Trecho de origem:

Ayub Ibrahim acabara de sair da selva. Seus pés ainda doíam. Um mês antes, ele havia deixado sua casa na Somália, fugindo de uma guerra civil, disse ele, viajando primeiro para a Turquia, depois para o Brasil e finalmente atravessando a pé uma extensão de 106 km de mata conhecida como o estreito de Darién.
Descansando no abafado acampamento de migrantes de San Vicente, no Panamá, com centenas de outros recém-chegados, ele de repente se viu cercado por meia dúzia de americanos com câmeras de vídeo. “Vocês gostam da Ilhan Omar [deputada democrata]?”, perguntou uma pessoa. “O que vocês acham do Joe Biden?”
Ibrahim, 20, respondeu às perguntas. Ele disse que admirava Ilhan Omar, a primeira somali-americana eleita ao Congresso. Ele não acompanha a política americana, acrescentou, mas acha que Joe Biden é um bom presidente. Quando questionado se Biden ou o ex-presidente Donald Trump seria melhor para os imigrantes, ele escolheu Biden.
Mais tarde, Ibrahim diria que se sentiu surpreendido e confuso pelas perguntas. Ele não tinha a intenção de fazer uma declaração política. Mas já era tarde demais.

Itens listados:
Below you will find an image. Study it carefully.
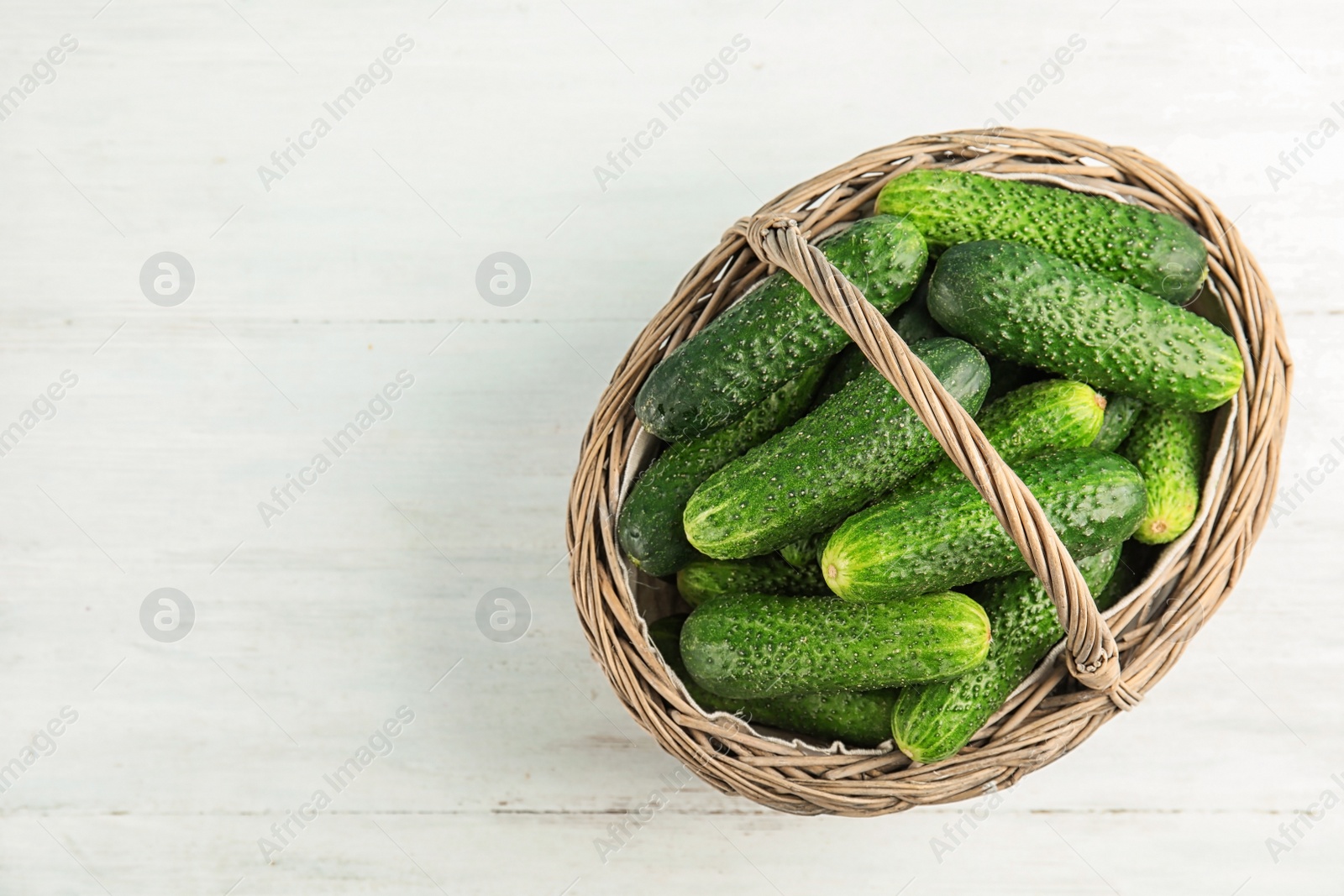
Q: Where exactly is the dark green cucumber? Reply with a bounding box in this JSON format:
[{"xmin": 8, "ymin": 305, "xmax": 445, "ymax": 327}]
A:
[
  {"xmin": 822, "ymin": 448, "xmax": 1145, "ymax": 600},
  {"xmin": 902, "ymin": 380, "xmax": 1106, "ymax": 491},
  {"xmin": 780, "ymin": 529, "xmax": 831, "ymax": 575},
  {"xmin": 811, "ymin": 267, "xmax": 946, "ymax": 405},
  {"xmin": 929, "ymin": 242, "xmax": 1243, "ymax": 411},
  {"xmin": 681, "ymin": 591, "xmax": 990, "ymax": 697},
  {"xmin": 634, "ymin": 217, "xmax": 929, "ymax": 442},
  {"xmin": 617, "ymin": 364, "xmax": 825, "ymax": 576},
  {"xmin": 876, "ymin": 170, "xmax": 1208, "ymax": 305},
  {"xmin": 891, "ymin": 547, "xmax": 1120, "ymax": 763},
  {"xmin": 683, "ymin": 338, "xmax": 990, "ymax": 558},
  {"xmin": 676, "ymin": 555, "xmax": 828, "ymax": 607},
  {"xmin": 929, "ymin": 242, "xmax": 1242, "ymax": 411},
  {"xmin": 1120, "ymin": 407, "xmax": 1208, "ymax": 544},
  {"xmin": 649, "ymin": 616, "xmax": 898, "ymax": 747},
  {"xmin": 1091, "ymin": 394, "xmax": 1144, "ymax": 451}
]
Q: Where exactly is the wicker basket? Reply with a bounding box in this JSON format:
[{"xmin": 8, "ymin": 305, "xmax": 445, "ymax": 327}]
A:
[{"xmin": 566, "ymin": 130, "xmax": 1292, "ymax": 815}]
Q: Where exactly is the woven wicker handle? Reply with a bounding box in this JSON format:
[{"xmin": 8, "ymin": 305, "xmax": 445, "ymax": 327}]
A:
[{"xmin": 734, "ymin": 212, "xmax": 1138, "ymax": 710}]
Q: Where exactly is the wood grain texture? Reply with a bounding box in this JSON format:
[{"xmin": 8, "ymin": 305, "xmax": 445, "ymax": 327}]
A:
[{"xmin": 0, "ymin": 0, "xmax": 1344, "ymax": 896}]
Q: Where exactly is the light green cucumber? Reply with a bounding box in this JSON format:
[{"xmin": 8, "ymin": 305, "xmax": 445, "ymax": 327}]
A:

Tarefas propostas:
1. Traduza para o inglês esta frase do texto sobre Ayub Ibrahim: "Ele não tinha a intenção de fazer uma declaração política."
2. Retome o texto sobre Ayub Ibrahim a partir do ponto em que ele termina.
Os itens não têm relação com o texto sobre Ayub Ibrahim.

Respostas:
1. He did not intend to make a political statement.

2.
Uma de suas entrevistadoras, Laura Loomer, uma ativista de direita e ex-candidata republicana ao Congresso, já havia postado um vídeo editado da conversa. Ele se espalhou pela internet, acumulando quase duas milhões de visualizações no X. A legenda dizia: “imigrantes ilegais somalis declaram apoio a Ilhan Omar e Joe Biden dentro de acampamento de migrantes no Panamá”.
À medida que a imigração se torna um tema dominante na corrida presidencial de 2024, a mídia de direita tem sido inundada por vídeos frequentemente enganosos de migrantes emergindo do estreito de Darién, um trecho sem estradas da selva panamenha que se tornou um gargalo para milhares de pessoas a caminho dos Estados Unidos.
Os vídeos são apresentados como prova do que os republicanos frequentemente descrevem como uma “invasão” de terroristas muçulmanos, espiões chineses e criminosos latino-americanos. Amplamente postados nas redes sociais, os vídeos culpam o presidente Biden pela migração e sugerem, falsamente, que os democratas a estão encorajando para criar novos eleitores ilegais. Organizações de ajuda humanitária são retratadas como aproveitadoras que lucram com a miséria humana.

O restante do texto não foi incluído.